- Work required -
From the electric-vehicle battery text below, reproduce word for word the part that opens with "Maximum distance travelled" and closes with "for rapid recharging.".

Original news release was issued by the Ohio State University.
Maximum distance travelled on a single charge continues to be one of the biggest drawbacks if one should choose to get an electric vehicle (EV), compared to their gas-powered counterparts. Although electric cars were proven ready to satisfy our commuting needs (as we have reported before), they still remain somewhat a long stretch before most of the motorists warm up to them. Recently, engineers from Ohio State University tipped the scales some more in favor of EVs by developing a thin plastic membrane that stops rechargeable batteries from discharging when not in use and allows for rapid recharging.
This invention — called “ionic redox transistor” — is meant as a crucial component upon which the researchers hope to develop a new kind of batteries. Energy of these batteries would be stored in a liquid electrolyte — which people could recharge or empty out and refill as they would refill a gas tank. Should the development be successful, it could boost the performance limit of the eco-cars up to tens of miles per minute of charge. The current best limit appears to be 0.4 miles — less less than half a mile of driving — per minute of charging. To put it in perspective, the maximum distance range of today’s very best EVs is around 200 miles after an 8-hour charge. In comparison, the gas-powered cars can cover the same stretch after only one minute spent at the petrol station.

- Data listing -
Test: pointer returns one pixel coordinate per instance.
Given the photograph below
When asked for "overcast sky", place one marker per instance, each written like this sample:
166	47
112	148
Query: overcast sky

- Response below -
Maximum distance travelled on a single charge continues to be one of the biggest drawbacks if one should choose to get an electric vehicle (EV), compared to their gas-powered counterparts. Although electric cars were proven ready to satisfy our commuting needs (as we have reported before), they still remain somewhat a long stretch before most of the motorists warm up to them. Recently, engineers from Ohio State University tipped the scales some more in favor of EVs by developing a thin plastic membrane that stops rechargeable batteries from discharging when not in use and allows for rapid recharging.